§ Problem 1: In the book descriptions, swap "organizers" for "activists" and give everything from "Grassroots Social Movements and" down to "to global poverty.".
§ Problem 2:
In the book descriptions:
(a) What month and year are given for Broke But Unbroken?
(b) Which four countries does Augusta Dwyer travel through?
(c) Which four cities have the public housing projects that Jim Silver considers?

§ Text excerpt:
::::::::::


    “History is full of stories of the oppressed rebelling against the oppressor, only to reinstate an equally oppressive system. What we learn from oppression is how to oppress. If we want a truly transformative politics, then we must take up methods that embody the kind of world we want to create; we have to change deeply embedded beliefs and behaviours.”

  • Broke But Unbroken

    Grassroots Social Movements and Their Radical Solutions to Poverty

    By Augusta Dwyer     May 2011

    In Broke but Unbroken, journalist Augusta Dwyer takes us on an inspiring journey through the slums and villages of Brazil, Indonesia, India and Argentina as she meets with organizers from some of the most successful grassroots social movements struggling against poverty. These organizers are not representatives from NGOs or aid organizations based in developed nations but the poor themselves – people who know intimately the reality of struggling for land, food, housing and the right to control their own resources and means of production. It is these movements, built from the ground up by the very people affected by poverty, that have achieved the most successes in ameliorating the conditions of the poor and providing real solutions to global poverty.

  • Good Places to Live

    Poverty and Public Housing in Canada

    By Jim Silver     February 2011

    Public housing projects are stigmatized and stereotyped as bad places to live, as havens of poverty, illegal activity and violence. In many cities they are being bulldozed, ostensibly for these reasons but also because the land on which they are located has become so valuable. In Good Places to Live, Jim Silver argues that the problems with which it is so often associated are not inherent to public housing but are the result of structural inequalities and neoliberal government policies. This book urges readers to reconsider the fate of public housing, arguing that urban poverty – what Silver calls spatially concentrated racialized poverty – is not solved by razing public housing. On the contrary, public housing projects rebuilt from within, based on communities’ strengths and supported by meaningful public investment could create vibrant and healthy neighbourhoods while maintaining much-needed low-income housing. Considering four public housing projects, in Vancouver, Toronto, Halifax and Winnipeg, Silver contends that public housing projects can be good places to live – if the political will exists.

::::::::::

§ Records supplied:

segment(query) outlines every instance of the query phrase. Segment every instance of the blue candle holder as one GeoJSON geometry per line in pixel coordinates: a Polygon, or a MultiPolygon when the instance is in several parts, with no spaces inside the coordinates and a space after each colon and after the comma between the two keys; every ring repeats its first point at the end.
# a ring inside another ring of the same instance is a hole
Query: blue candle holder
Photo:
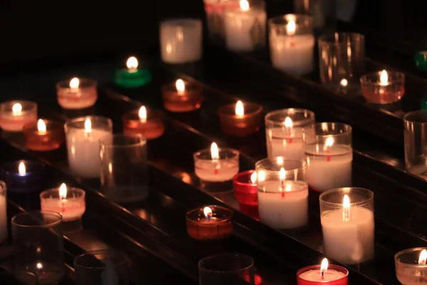
{"type": "Polygon", "coordinates": [[[7,185],[7,190],[15,193],[27,193],[41,190],[43,163],[34,160],[16,160],[1,165],[1,179],[7,185]],[[25,173],[19,173],[19,165],[25,165],[25,173]]]}

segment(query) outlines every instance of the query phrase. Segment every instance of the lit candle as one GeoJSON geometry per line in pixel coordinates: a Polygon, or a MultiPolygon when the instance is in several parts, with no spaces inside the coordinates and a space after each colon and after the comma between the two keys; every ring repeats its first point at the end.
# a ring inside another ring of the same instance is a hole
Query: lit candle
{"type": "Polygon", "coordinates": [[[86,210],[85,191],[74,187],[67,187],[65,183],[59,188],[52,188],[40,193],[42,211],[60,213],[63,222],[80,219],[86,210]]]}
{"type": "Polygon", "coordinates": [[[147,140],[159,138],[164,133],[163,113],[149,110],[145,106],[126,113],[122,116],[125,135],[141,134],[147,140]]]}
{"type": "Polygon", "coordinates": [[[208,206],[186,213],[189,235],[198,240],[218,240],[233,232],[233,211],[221,206],[208,206]]]}
{"type": "Polygon", "coordinates": [[[224,27],[227,48],[233,51],[252,51],[265,46],[265,4],[249,6],[241,0],[240,9],[226,11],[224,27]]]}
{"type": "Polygon", "coordinates": [[[115,82],[123,88],[138,88],[148,84],[152,75],[147,67],[138,68],[137,58],[131,56],[126,61],[127,68],[120,69],[115,74],[115,82]]]}
{"type": "Polygon", "coordinates": [[[297,272],[298,285],[347,285],[349,271],[337,265],[329,265],[327,259],[322,264],[304,267],[297,272]]]}
{"type": "Polygon", "coordinates": [[[24,125],[37,121],[37,104],[31,101],[7,101],[0,104],[0,128],[20,132],[24,125]]]}

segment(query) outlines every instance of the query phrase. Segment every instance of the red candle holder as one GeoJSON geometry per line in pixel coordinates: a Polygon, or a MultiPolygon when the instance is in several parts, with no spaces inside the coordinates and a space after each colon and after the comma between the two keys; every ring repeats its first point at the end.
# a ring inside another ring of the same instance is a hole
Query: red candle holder
{"type": "Polygon", "coordinates": [[[23,133],[25,145],[31,150],[54,150],[64,141],[64,124],[56,121],[40,119],[24,125],[23,133]]]}
{"type": "Polygon", "coordinates": [[[363,96],[375,104],[390,104],[399,101],[405,94],[405,74],[401,72],[367,73],[360,77],[360,84],[363,96]]]}
{"type": "Polygon", "coordinates": [[[251,180],[253,173],[255,173],[255,170],[243,171],[237,174],[233,178],[233,186],[241,212],[255,219],[259,219],[256,176],[254,182],[251,180]]]}
{"type": "Polygon", "coordinates": [[[186,215],[187,232],[200,241],[223,239],[233,232],[232,217],[233,211],[221,206],[194,209],[186,215]]]}
{"type": "Polygon", "coordinates": [[[171,112],[184,113],[197,110],[201,105],[203,88],[201,85],[181,79],[162,88],[164,108],[171,112]]]}
{"type": "Polygon", "coordinates": [[[143,119],[140,116],[141,110],[135,110],[123,114],[123,133],[129,135],[141,134],[147,140],[162,136],[164,133],[163,113],[158,110],[147,110],[145,118],[143,119]]]}

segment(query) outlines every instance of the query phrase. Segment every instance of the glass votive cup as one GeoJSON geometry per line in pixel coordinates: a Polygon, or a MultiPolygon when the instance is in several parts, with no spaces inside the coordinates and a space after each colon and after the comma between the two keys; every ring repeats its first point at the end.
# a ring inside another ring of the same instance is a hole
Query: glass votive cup
{"type": "Polygon", "coordinates": [[[244,113],[236,115],[236,104],[229,104],[218,110],[221,128],[225,133],[244,137],[260,130],[263,121],[263,107],[253,103],[243,105],[244,113]]]}
{"type": "Polygon", "coordinates": [[[99,140],[101,138],[112,133],[111,120],[98,116],[80,117],[68,120],[64,129],[68,165],[71,172],[80,177],[99,177],[99,140]]]}
{"type": "Polygon", "coordinates": [[[224,12],[226,46],[232,51],[250,52],[265,46],[265,2],[248,0],[246,3],[248,7],[239,5],[240,9],[224,12]]]}
{"type": "Polygon", "coordinates": [[[23,125],[37,121],[37,103],[13,100],[0,104],[0,128],[7,132],[21,132],[23,125]]]}
{"type": "Polygon", "coordinates": [[[364,73],[364,36],[334,33],[319,38],[320,81],[344,93],[358,94],[364,73]]]}
{"type": "Polygon", "coordinates": [[[128,259],[112,249],[85,252],[74,259],[76,285],[129,284],[128,259]]]}
{"type": "Polygon", "coordinates": [[[33,211],[12,218],[15,269],[29,271],[39,284],[55,284],[64,275],[60,214],[33,211]]]}
{"type": "Polygon", "coordinates": [[[352,127],[317,123],[302,129],[308,184],[319,191],[352,186],[352,127]]]}
{"type": "Polygon", "coordinates": [[[202,54],[201,20],[171,19],[160,22],[162,60],[167,63],[199,61],[202,54]]]}
{"type": "Polygon", "coordinates": [[[85,109],[92,107],[97,100],[97,82],[93,79],[77,78],[56,83],[58,103],[64,109],[85,109]]]}
{"type": "Polygon", "coordinates": [[[164,115],[162,111],[147,110],[144,120],[139,116],[140,110],[125,113],[122,116],[125,135],[141,134],[147,140],[159,138],[164,133],[164,115]]]}
{"type": "Polygon", "coordinates": [[[259,219],[256,172],[247,170],[236,175],[233,178],[233,186],[241,212],[255,219],[259,219]]]}
{"type": "Polygon", "coordinates": [[[419,264],[420,254],[425,247],[405,249],[394,256],[396,276],[403,285],[427,284],[427,265],[419,264]]]}
{"type": "Polygon", "coordinates": [[[307,162],[283,157],[255,165],[260,221],[275,229],[304,227],[308,222],[307,162]]]}
{"type": "Polygon", "coordinates": [[[60,195],[60,188],[51,188],[40,193],[41,210],[60,213],[63,222],[80,219],[86,211],[85,191],[83,189],[65,186],[65,195],[60,195]]]}
{"type": "Polygon", "coordinates": [[[297,76],[312,72],[315,41],[312,16],[290,14],[274,17],[268,20],[268,30],[274,67],[297,76]]]}
{"type": "Polygon", "coordinates": [[[34,151],[51,151],[59,148],[64,141],[64,124],[43,119],[46,130],[38,130],[38,121],[23,125],[26,147],[34,151]]]}
{"type": "Polygon", "coordinates": [[[40,190],[44,168],[43,162],[21,160],[3,164],[0,173],[9,192],[25,193],[40,190]]]}
{"type": "Polygon", "coordinates": [[[199,261],[200,285],[255,284],[253,259],[237,253],[223,253],[199,261]]]}
{"type": "Polygon", "coordinates": [[[302,128],[315,124],[315,113],[305,109],[283,109],[265,117],[268,157],[303,160],[302,128]]]}
{"type": "Polygon", "coordinates": [[[223,239],[233,233],[232,218],[233,211],[221,206],[194,209],[186,214],[187,232],[200,241],[223,239]]]}
{"type": "Polygon", "coordinates": [[[200,84],[184,81],[184,90],[178,90],[178,81],[162,87],[163,105],[168,111],[191,112],[201,106],[203,87],[200,84]]]}
{"type": "Polygon", "coordinates": [[[117,202],[148,195],[147,139],[140,134],[110,135],[100,140],[100,192],[117,202]]]}
{"type": "Polygon", "coordinates": [[[374,192],[364,188],[336,188],[324,192],[319,200],[325,254],[345,264],[372,259],[374,192]]]}
{"type": "Polygon", "coordinates": [[[360,86],[362,95],[368,102],[391,104],[401,100],[405,94],[405,74],[385,70],[372,72],[360,78],[360,86]],[[386,79],[381,81],[381,74],[386,74],[386,79]]]}

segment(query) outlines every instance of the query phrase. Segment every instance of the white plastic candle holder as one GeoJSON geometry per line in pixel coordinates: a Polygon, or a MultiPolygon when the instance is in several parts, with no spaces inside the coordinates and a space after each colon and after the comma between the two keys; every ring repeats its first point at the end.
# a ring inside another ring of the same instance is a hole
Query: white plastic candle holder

::::::::::

§ Written reply 1:
Grassroots Social Movements and Their Radical Solutions to Poverty

    By Augusta Dwyer     May 2011

    In Broke but Unbroken, journalist Augusta Dwyer takes us on an inspiring journey through the slums and villages of Brazil, Indonesia, India and Argentina as she meets with activists from some of the most successful grassroots social movements struggling against poverty. These activists are not representatives from NGOs or aid organizations based in developed nations but the poor themselves – people who know intimately the reality of struggling for land, food, housing and the right to control their own resources and means of production. It is these movements, built from the ground up by the very people affected by poverty, that have achieved the most successes in ameliorating the conditions of the poor and providing real solutions to global poverty.

§ Written reply 2:
(a) May 2011
(b) Brazil, Indonesia, India and Argentina
(c) Vancouver, Toronto, Halifax and Winnipeg